*WHAT YOU HAVE TO DO*. From the first line to the last, write out the records below exactly as they appear.

(Stored dataset items)
◇ ◇ ◇ ◇ ◇ ◇ ◇
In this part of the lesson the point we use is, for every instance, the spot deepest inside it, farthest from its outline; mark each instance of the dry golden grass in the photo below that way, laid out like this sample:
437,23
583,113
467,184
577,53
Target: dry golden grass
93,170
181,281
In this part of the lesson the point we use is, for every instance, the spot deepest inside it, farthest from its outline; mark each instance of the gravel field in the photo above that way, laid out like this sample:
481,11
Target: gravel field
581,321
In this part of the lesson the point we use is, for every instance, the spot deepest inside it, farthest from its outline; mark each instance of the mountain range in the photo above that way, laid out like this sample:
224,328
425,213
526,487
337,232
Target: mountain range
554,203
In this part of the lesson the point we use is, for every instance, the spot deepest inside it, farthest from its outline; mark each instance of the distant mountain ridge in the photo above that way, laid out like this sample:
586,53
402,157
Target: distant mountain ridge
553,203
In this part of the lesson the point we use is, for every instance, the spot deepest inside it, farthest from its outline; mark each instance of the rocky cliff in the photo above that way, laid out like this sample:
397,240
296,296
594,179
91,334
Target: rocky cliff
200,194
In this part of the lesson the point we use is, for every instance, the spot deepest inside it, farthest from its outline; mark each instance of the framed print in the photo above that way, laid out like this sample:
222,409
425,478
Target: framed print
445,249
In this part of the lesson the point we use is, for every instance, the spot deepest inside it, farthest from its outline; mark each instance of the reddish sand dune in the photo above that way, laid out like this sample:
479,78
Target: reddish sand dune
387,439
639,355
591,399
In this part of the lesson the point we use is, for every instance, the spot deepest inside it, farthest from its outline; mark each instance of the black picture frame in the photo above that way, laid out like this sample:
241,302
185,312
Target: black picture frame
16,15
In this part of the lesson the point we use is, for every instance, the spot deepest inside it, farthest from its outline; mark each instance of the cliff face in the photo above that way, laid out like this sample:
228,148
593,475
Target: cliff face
◇ ◇ ◇ ◇ ◇ ◇ ◇
*REPLY*.
In this part of the lesson the point we use is, for every instance, the spot deepest inside it, farthest from its outline; mark each instance of the dry golden grass in the photo below that way, laid out like this sample:
437,23
583,113
467,184
577,53
Target: dry golden grass
93,170
181,281
In this part of the lesson the point we use is, for every instance, the spot deepest inside it, farthest from its outline; mark each instance of the gravel field in the photo above that way, laid out like this sample:
481,11
Target: gravel field
581,321
In this part of the lesson the point we use is, for every instance, the spot deepest inside it, farthest from its outline; mark each instance of the mountain range in the photo above that way, laid out like this sample:
224,328
425,213
526,487
337,232
Target: mountain range
554,203
In this part of the lesson the point we use is, for every instance, the spot deepest inside it, farthest from its outline; mark each instance of the distant mountain ridge in the photo above that way, laid out like this sample:
586,53
402,157
Target: distant mountain ridge
553,203
In this part of the lesson the point we use is, for every instance, the spot deepest inside it, farthest from its outline; mark each instance of the rocky cliff in the photo above that way, laid out like this sample:
397,240
296,296
594,179
91,334
Target: rocky cliff
200,194
In this part of the lesson the point we use is, for every instance, the spot deepest inside it, farthest from its outline; mark each instance of the framed print in the photo above that way, laid out like this sample:
222,409
425,478
Target: framed print
445,249
In this part of the lesson the point we use is, for every instance, the spot deepest inside it, farthest from its outline; mark each instance of the reddish sand dune in the photo above that way, laid out like this sample:
479,78
Target: reddish sand dune
387,439
639,355
591,399
In this part of the lesson the point we use is, for every instance, the spot deepest inside it, farthest from its outline; mark each instance of the black picture frame in the photo above that way, laid out like this sample:
241,302
185,312
Target: black picture frame
16,15
In this part of the lesson the point we use is, for every instance, the spot deepest inside it, farthest from its outline; mark each instance of the cliff face in the photo above that way, laid out like this sample:
228,148
593,475
Target: cliff face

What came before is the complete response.